Selected extract =
-=-=-

Human Resources: The Musical wasn’t originally supposed to be a streaming show; it’s a full-scale musical production with choreography and songs and set design and a cast and crew of nearly 30 people, and it was created to be a performed for a live audience. But it’s also premiering in 2020, so it’s going be performed online instead of on a stage.
Creator Mallory Schlossberg says the idea for Human Resources predates the pandemic by nearly a year. “I had the idea for this [in] March of 2019,” Schlossberg says. “I wrote the very first song and created this character, the protagonist… and knew basically the story I wanted to tell and that it was important. And then I sort of dropped it and kept talking about it, and I would bounce ideas off of people. But then in lockdown I was hit with the impulse of ‘I have to do this right now, I can’t sit around and wait any longer.’”
The show she created is a sort of campy, dark comedy musical horror story, and Schlossberg says that heightened-reality style of comedy was the best way to address something that she sees as a very real-world issue. “I have felt for a long time that women are presented with a false binary by the corporate world: you either get to work [or] get to be a mother. It’s very systemic,” she says. “And then I also was thinking about a lot of companies that I had friends that had worked for [and] stories I had heard about a lot of really odd behaviors. And when I kind of put the whole piece together, I realized that there was a bigger pattern. And I really wanted to tell the story but I knew the only way to tell it was to make it as campy and out-of-this-world as possible.”
Schlossberg is careful to avoid any spoilers for the musical, but gives a few hints as to where the plot leads. “In our show, I don’t want to spoil it, but what happens to mothers is pretty dire,” she says with a laugh. “There’s pregnant women that mysteriously go missing. Why? I can’t spoil it but it is a metaphor for all of that.”
Despite the dark humor that drives Human Resources, Schlossberg says she’s heavily influenced by Disney musicals, a love for which she shares with composer and musical director Alexandra Smith. “Yes, Mallory and I have a lot of the same musical tastes,” Smith says. “Just that love of classic Disney music, that really nice Renaissance period from the late ‘80s to the early 2000s. So a lot of that influence is definitely coming through in our songs.”
Since work on Human Resources began in 2019, it was conceived as a stage show and some changes have been necessary to make the musical a little more streaming-friendly. “We have a choreographer, Kelly Hasandras… and her choreography, for example, is like waist-up,” Schlossberg says. “Sometimes she’ll get a high kick in there. But it’s like adapting that kind of stuff. Green screens, digital designs for backgrounds.”
But the biggest challenge to producing a live streaming musical is, not surprisingly, the music itself. Smith says that learning and rehearsing songs over zoom is less than ideal. “I think that was a huge challenge for all of these actors, to have to learn their music almost on their own,” she says. She’s been composing music and participating in rehearsals via zoom from Arkansas. ”I’m not even in Austin, so I can’t even find a socially-distanced way to coach. It all has to be virtual. And coaching music virtually is a challenge.”

-=-=-

Dataset content =

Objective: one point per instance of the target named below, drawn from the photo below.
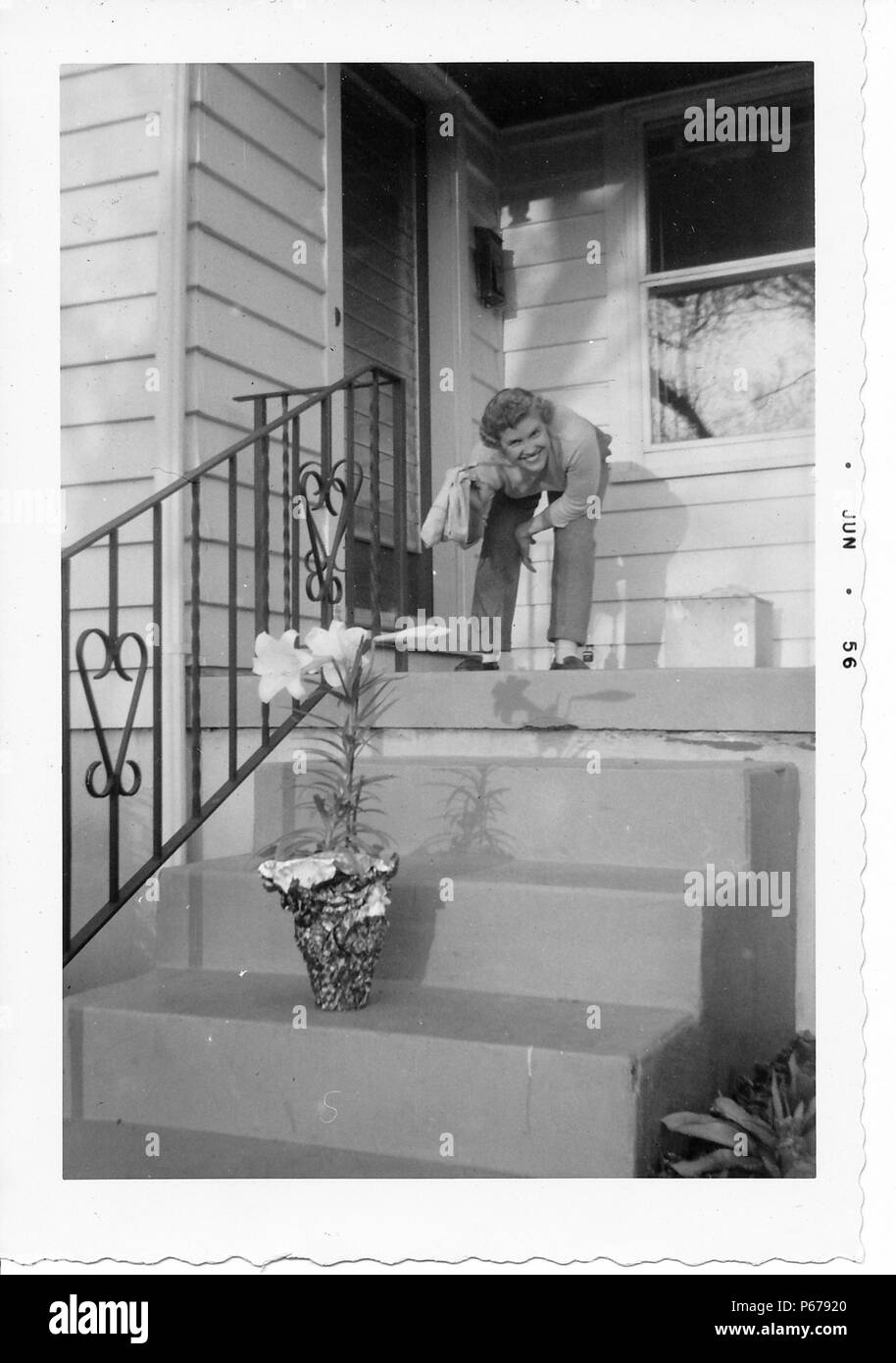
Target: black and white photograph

-=-=-

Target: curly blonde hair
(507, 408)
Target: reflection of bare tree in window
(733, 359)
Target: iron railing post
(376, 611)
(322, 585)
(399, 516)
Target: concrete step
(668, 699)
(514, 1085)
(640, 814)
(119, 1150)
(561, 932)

-=-=-

What to produce =
Please transcribe the part of the article about Human Resources: The Musical above, starting at "Human Resources: The" and ending at "on a stage.".

Exercise solution =
Human Resources: The Musical wasn’t originally supposed to be a streaming show; it’s a full-scale musical production with choreography and songs and set design and a cast and crew of nearly 30 people, and it was created to be a performed for a live audience. But it’s also premiering in 2020, so it’s going be performed online instead of on a stage.